▶ READING TEXT:
================================

History records that Madison lost the battle over this "negative," and that the defeat sorely shook his confidence in the result. Indeed, some historians — Charles Hobson and John Roche among them — look at Madison's bulldog attempts to force this negative power into the Constitution (even to the point of trying to reinstate it later on in the convention) as evidence that Madison was much more of a nationalist in the Hamiltonian sense than he let on, and therefore the final federalist character of the Constitution was far from Madison's original intent.
"It is indeed astonishing how those who have glibly designated James Madison the 'father' of Federalism have overlooked the solid body of fact which indicates that he shared Hamilton's quest for a unitary central government," Roche writes.
Hobson goes further, claiming that the "image of Madison as 'Father'... is "not accurate," and for proof he points to Madison's "immoderate digression" in his now-famous letter to Jefferson of October 24, 1787. That "digression" was an attempt on Madison's part to explain the importance of his "negative power," and Hobson's analysis of this "digression" leads him to conclude that Madison was so dismayed by his failure to get his "negative" that he (Madison) was "highly dissatisfied with, not to say contemptuous of, the proposed government."
To this writer, however, it misses the point to say that Madison's disappointment in the final result shows he was not the "father" of the Constitution. (It is also historical hyperbole to imply that Madison was "contemptuous of" the final document. Nowhere have I found in Madison's writings regarding the Constitution anything that even approaches contempt.) For one thing — to borrow their parental metaphor — a man's dismay at a child's fate has no bearing one way or the other on whether he is the child's parent (then again, as the wise King Solomon intuitively understood, a manifest concern for the child's condition usually argues for a person's parentage!). Indeed, Hobson and Roche present an "apples and oranges" argument. That the Constitution did not end up being the document Madison originally proposed does not speak to the extent of his work on, or contribution to, the document the Founding Fathers did fashion in Philadelphia. So the final product was less "national" than he originally wanted; he was still instrumental in devising the more "federal" government that was enshrined in the Constitution, and he was just as instrumental in getting it ratified.
What's more, in the long run Madison's failure to get his negative didn't matter, both because — as historian Roger Brown has written — the convention delegates "instead proscribed the states from undesirable actions by specific prohibitions, including a ban on coinage and paper money...," and because, "the Framers approved the supremacy clause that made the Constitution, treaties and federal laws 'the supreme law of the land'..." This effectively made Madison's "negative" unnecessary, as did the delegates decision to make the judiciary the umpire in any dispute between the states and the central government. Hobson himself writes, "the decision to discard the negative was made easier because a judicial means of achieving the same ends had emerged during the deliberations."

================================

▶ WORK TO DO:
- A) Swap "bulldog" for "relentless" in the passage on Madison and write out everything from "History records that" down to "Madison's original intent.".
- B) In the passage on Madison, what is the date of Madison's letter to Jefferson?
- C) Carry on the passage on Madison from the point where it stops.
The items after this point are separate from the passage on Madison.

================================

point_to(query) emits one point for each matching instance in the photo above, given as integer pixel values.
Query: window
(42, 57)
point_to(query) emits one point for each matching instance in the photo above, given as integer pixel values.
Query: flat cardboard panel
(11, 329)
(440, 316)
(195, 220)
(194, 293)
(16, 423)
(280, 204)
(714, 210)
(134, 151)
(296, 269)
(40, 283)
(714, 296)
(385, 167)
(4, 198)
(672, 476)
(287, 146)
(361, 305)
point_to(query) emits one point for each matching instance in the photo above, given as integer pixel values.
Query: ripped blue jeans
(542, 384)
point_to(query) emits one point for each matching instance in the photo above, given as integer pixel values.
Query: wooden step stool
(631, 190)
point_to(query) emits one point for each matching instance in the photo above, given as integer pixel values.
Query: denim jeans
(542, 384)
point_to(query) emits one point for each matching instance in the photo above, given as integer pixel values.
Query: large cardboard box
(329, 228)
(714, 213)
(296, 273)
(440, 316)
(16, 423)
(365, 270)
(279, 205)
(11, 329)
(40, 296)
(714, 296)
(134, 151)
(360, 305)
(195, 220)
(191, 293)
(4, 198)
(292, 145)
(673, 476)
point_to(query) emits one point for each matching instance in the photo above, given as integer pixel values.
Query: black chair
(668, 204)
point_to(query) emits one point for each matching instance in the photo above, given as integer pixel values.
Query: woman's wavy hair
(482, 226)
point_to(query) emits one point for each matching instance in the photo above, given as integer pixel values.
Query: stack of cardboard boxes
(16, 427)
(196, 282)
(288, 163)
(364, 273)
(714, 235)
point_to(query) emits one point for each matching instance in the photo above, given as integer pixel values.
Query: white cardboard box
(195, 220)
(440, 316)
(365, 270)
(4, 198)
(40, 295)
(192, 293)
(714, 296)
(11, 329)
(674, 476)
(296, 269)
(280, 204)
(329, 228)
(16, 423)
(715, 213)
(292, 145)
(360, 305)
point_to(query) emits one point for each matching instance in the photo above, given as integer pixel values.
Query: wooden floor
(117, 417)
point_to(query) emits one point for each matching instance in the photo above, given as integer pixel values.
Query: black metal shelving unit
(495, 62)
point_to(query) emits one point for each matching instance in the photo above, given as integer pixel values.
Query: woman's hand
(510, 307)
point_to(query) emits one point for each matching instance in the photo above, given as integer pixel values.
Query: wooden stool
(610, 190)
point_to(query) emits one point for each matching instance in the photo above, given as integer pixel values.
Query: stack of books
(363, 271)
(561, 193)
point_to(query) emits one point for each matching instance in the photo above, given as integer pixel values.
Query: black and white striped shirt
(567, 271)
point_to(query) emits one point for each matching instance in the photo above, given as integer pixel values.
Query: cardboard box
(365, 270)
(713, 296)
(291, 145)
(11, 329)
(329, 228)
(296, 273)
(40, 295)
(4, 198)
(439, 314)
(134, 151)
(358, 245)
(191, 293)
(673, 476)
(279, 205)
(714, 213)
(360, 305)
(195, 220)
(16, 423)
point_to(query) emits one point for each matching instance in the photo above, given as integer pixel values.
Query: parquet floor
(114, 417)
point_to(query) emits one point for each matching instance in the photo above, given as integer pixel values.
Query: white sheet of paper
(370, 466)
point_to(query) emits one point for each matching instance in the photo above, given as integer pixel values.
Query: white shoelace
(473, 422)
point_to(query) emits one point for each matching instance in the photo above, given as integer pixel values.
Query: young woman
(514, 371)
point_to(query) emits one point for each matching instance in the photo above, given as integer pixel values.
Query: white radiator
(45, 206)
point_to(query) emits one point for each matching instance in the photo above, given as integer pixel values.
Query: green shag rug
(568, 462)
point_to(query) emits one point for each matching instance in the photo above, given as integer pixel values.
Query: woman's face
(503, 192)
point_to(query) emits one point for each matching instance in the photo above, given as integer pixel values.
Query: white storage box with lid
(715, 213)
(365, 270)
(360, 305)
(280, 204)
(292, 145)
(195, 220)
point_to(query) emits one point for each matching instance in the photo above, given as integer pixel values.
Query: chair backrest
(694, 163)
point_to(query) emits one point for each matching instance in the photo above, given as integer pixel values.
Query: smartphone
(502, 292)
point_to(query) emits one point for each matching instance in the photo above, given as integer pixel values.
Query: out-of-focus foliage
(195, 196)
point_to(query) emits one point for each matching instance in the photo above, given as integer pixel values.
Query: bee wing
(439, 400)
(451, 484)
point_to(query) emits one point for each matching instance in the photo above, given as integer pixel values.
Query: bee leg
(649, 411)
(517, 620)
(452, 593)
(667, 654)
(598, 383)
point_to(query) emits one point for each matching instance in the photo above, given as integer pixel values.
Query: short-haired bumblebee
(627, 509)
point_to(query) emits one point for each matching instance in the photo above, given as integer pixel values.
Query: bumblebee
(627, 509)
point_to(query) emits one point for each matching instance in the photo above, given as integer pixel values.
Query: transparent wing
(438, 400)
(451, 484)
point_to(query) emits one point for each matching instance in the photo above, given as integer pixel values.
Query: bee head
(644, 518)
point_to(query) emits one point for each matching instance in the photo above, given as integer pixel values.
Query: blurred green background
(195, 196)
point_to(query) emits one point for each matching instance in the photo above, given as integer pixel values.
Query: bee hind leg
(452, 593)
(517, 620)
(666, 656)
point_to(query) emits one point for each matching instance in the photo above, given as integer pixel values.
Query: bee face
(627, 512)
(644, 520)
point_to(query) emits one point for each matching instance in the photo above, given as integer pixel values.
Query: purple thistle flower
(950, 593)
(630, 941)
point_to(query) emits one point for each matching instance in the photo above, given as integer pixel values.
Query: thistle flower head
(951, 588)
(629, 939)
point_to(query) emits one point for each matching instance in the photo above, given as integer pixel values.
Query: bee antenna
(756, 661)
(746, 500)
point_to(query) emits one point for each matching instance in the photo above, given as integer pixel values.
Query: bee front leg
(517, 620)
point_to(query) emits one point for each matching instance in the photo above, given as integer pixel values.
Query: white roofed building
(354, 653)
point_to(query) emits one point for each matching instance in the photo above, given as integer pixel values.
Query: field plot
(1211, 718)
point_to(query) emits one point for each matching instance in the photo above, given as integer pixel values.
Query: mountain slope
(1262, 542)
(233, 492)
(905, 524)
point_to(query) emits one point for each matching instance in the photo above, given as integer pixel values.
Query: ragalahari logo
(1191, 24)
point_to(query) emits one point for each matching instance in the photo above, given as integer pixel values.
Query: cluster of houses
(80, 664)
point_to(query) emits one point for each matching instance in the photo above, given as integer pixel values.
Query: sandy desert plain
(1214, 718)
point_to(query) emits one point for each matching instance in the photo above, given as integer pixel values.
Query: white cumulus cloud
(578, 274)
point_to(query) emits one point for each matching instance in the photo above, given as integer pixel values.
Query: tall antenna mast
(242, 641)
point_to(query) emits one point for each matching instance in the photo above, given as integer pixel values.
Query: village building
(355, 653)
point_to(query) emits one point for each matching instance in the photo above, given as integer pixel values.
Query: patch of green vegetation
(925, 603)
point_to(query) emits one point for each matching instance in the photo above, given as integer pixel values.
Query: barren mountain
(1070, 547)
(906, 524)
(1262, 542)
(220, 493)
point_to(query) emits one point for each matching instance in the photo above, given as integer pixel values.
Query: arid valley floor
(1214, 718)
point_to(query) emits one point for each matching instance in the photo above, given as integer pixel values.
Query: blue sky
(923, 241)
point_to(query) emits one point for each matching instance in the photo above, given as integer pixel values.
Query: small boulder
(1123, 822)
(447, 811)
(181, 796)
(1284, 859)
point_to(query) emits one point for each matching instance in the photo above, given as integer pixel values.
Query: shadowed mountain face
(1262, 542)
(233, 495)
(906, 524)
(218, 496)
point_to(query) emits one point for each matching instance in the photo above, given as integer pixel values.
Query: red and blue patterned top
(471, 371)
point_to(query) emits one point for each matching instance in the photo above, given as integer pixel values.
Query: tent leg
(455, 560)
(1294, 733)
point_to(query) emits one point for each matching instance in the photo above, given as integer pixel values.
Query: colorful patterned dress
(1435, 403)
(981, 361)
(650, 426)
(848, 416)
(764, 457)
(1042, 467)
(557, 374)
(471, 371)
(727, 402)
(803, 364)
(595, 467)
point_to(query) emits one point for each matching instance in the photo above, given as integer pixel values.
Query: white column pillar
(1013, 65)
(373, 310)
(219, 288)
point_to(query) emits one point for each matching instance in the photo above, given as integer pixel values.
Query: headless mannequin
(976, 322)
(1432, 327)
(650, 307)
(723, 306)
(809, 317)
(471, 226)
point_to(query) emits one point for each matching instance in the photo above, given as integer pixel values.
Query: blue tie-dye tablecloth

================================

▶ RESPONSES TO THE TASKS:
- A)
History records that Madison lost the battle over this "negative," and that the defeat sorely shook his confidence in the result. Indeed, some historians — Charles Hobson and John Roche among them — look at Madison's relentless attempts to force this negative power into the Constitution (even to the point of trying to reinstate it later on in the convention) as evidence that Madison was much more of a nationalist in the Hamiltonian sense than he let on, and therefore the final federalist character of the Constitution was far from Madison's original intent.

- B) October 24, 1787

- C)
In other words, although Madison lost his negative, he gained the larger victory; the convention accepted a strong, energized central government with sufficient power to regulate the behavior of the states. The convention also accepted those other parts of the Virginia Plan that conformed to Madison's two-part vision: 1. That the institutions of government be arranged in such a way that the "interests and factions" so prevalent in humans be "turned to the support of liberty and republican government," and 2. That this is best done in an extended republic (or in this case by extending the republic) that would have larger constituencies from which to draw representatives. This happy result would make these public servants free from local attachments and thus more likely to promote policies that are in the public interest.
Another big debate that Madison lost was over proportional representation in the Senate, and while this defeat also stung, he and his allies did manage to gain proportional representation in the House. What's more, Madison — supported by James Wilson, Charles Mason and Gouveneur Morris — managed to ensure that the lower house of representatives would be elected by popular vote.
Again, one might say that Madison lost a battle but won the war, for as Edmund Morgan has illustrated, getting direct, popular elections in the House was the key to tying this new central government to "the people," and thus giving it the legitimacy it clearly needed if it was to compete with the states. What's more, Madison's theory of the extended republic and the large constituencies it would spawn lent credence to his argument in favor of these popular elections. Large constituencies, Madison explained, would produce elected officials less influenced by parochial concerns. This argument helped him win over those delegates whose misgivings about "pure democracy" (which, as we have seen, Madison shared) had been bolstered by the sorry performance of the state governments.
Thus, thanks mostly to Madison, this new government would have "a plausible claim to the sanction of popular sovereignty on a national scale."
Other Voices
Another argument sometimes used to debunk the "myth" of Madison goes like this: Even granting Madison's major role in shaping the Constitution, many others also had leading roles in that passion play (Madison never denied it). And besides, these critics note, many of Madison's ideas were merely the refinements of the ideas of others.
To this one is tempted to say, "True, but so what?" Even without the high-tech communication systems we have today, society's 18th century elite could easily obtain information and learn of new ideas through books, newspapers, periodicals, letters and a variety of public gatherings. To ignore these ideas would have been silly, and someone like Madison would — on the contrary — eagerly digest them and use what he thought beneficial.
Certainly there is no denying the contributions of others to our Constitution, just as there is no denying that the myriad failures of the Articles of Confederation would have prompted any high-minded American patriot to consider alternatives. As Roger Brown has pointed out, this general like-minded "consensus" about the deficiencies of the Articles helped bring about "the Convention's speedy agreement to most of the basic principles of the Virginia Plan." Chief among those failures was Congress's inability to collect taxes from the states, as Brown has illustrated. As early as 1782, a prominent Bostonian named John Lowell envisioned "a centralized federal legislature empowered to enforce its laws." High on his list was the "power to tax."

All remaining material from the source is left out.